**Supplied data:**

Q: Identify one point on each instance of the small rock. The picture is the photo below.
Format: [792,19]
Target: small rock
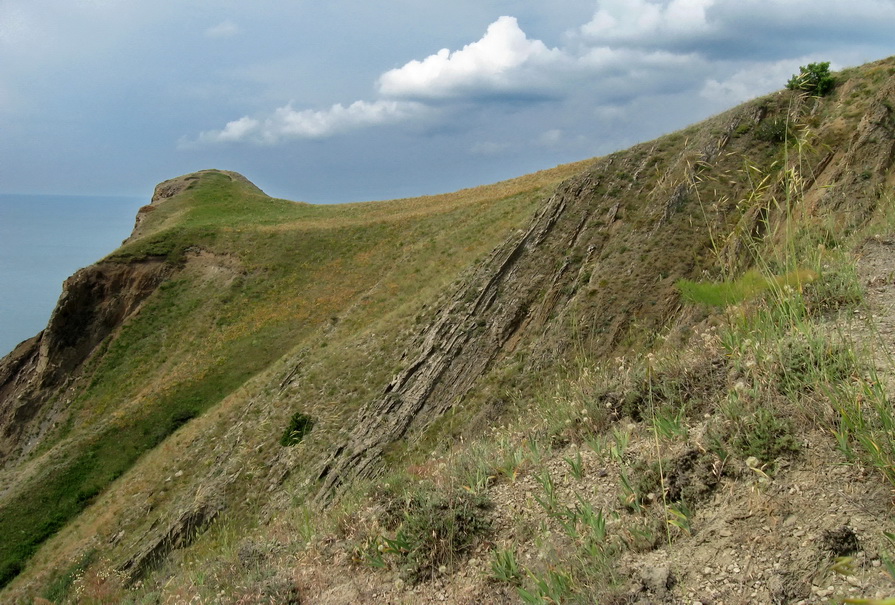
[657,579]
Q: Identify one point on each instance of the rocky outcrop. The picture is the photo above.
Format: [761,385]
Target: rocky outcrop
[599,263]
[36,376]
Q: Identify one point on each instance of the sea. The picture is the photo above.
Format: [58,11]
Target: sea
[43,240]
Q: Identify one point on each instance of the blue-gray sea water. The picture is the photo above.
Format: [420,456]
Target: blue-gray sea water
[43,240]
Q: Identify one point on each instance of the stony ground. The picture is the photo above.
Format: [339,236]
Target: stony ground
[809,533]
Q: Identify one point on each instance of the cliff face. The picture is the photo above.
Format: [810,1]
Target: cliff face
[598,264]
[36,376]
[228,312]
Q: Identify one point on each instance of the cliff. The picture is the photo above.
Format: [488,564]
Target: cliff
[445,359]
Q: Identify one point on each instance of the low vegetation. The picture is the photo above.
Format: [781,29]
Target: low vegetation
[713,364]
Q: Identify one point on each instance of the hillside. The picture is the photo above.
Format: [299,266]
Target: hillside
[658,376]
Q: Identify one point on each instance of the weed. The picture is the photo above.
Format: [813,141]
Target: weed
[576,466]
[299,425]
[504,567]
[434,534]
[766,436]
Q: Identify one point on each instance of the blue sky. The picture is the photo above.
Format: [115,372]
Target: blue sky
[349,100]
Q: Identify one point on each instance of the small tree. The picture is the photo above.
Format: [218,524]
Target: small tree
[815,79]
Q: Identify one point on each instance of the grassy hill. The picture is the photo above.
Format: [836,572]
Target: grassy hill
[634,377]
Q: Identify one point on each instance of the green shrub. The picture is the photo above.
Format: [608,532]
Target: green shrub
[434,532]
[815,79]
[765,436]
[299,425]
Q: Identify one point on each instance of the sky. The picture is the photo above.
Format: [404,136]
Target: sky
[350,100]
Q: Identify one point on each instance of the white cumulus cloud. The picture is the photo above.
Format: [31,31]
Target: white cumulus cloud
[638,20]
[287,123]
[496,63]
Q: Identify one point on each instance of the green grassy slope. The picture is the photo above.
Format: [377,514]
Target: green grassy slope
[255,277]
[275,308]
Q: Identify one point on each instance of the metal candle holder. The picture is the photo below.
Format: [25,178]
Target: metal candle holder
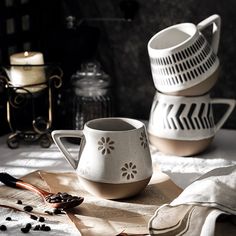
[23,100]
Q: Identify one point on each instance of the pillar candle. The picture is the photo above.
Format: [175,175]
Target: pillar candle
[23,75]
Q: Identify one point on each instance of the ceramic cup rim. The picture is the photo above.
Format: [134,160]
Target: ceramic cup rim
[91,125]
[193,32]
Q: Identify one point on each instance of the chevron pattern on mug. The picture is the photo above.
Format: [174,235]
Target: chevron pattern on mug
[185,118]
[184,68]
[181,57]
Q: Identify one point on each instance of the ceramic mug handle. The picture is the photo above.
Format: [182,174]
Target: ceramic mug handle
[214,20]
[58,134]
[231,104]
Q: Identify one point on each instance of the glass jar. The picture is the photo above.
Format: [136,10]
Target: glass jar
[92,94]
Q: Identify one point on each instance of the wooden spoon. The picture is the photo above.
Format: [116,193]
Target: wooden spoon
[55,200]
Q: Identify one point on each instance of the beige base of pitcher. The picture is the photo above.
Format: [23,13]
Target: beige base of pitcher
[180,147]
[114,191]
[200,88]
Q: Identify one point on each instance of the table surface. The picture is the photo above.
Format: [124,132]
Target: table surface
[182,170]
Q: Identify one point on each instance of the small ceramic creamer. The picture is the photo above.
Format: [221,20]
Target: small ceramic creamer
[114,159]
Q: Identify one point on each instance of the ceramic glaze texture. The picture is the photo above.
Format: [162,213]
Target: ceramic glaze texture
[181,57]
[112,150]
[186,118]
[115,156]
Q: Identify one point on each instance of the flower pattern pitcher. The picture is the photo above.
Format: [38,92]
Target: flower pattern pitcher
[113,151]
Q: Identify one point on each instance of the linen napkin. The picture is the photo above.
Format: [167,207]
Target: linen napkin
[95,216]
[206,207]
[60,224]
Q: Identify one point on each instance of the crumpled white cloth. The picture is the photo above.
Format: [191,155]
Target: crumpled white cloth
[198,207]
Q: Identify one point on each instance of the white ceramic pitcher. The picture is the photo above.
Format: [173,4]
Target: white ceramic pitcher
[114,159]
[182,61]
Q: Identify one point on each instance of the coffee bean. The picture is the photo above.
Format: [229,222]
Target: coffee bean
[25,230]
[49,213]
[37,227]
[28,226]
[47,228]
[42,227]
[41,219]
[57,211]
[33,217]
[28,208]
[19,202]
[3,227]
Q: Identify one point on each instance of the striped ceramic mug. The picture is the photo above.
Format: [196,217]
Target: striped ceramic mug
[187,119]
[182,61]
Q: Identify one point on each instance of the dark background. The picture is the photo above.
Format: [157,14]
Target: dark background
[99,32]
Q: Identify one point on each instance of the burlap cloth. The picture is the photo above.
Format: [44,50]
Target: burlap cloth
[95,216]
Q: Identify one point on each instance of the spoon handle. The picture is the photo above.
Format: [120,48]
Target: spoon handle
[18,183]
[8,179]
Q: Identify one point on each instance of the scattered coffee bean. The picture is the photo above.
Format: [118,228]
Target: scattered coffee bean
[49,213]
[33,217]
[25,230]
[19,202]
[28,208]
[28,226]
[41,219]
[42,227]
[57,211]
[3,227]
[47,228]
[37,227]
[61,197]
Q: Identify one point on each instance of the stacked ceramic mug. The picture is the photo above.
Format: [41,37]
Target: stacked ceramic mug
[184,68]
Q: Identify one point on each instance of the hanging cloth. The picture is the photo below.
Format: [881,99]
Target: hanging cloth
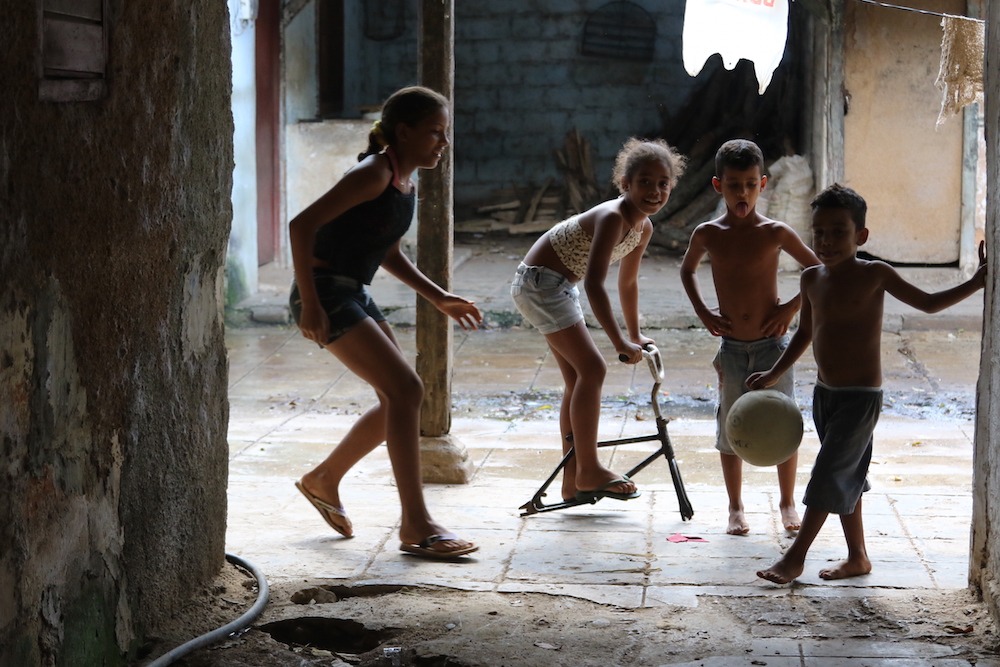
[961,75]
[735,29]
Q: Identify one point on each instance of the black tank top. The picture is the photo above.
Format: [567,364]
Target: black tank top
[355,243]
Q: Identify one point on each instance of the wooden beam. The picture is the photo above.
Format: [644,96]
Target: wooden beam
[435,242]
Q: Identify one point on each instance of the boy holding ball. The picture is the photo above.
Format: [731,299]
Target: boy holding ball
[842,316]
[744,248]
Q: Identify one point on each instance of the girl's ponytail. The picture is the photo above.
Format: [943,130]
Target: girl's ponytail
[376,141]
[409,106]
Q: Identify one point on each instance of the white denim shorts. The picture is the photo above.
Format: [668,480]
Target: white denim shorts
[546,298]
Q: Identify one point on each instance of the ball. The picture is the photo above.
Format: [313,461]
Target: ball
[764,427]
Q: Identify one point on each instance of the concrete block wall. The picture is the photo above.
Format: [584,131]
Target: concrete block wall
[521,83]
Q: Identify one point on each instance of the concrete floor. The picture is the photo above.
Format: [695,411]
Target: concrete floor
[290,403]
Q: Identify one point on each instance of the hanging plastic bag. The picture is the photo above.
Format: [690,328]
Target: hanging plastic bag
[735,29]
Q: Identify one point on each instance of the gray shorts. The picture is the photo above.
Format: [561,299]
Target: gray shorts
[546,298]
[845,419]
[736,361]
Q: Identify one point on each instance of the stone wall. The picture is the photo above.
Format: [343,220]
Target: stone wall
[984,559]
[521,84]
[113,413]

**Problem description:**
Lines of the material may hold the string "below". Copy each one that does.

**Completed task:**
Q: Identify one point on each instance of the small rock. The picture is the photo below.
Q: Identify one point on each instance of the metal candle holder. The picture is the photo below.
Q: Identify one point on each instance of the hanging cloth. The picture is the photo below.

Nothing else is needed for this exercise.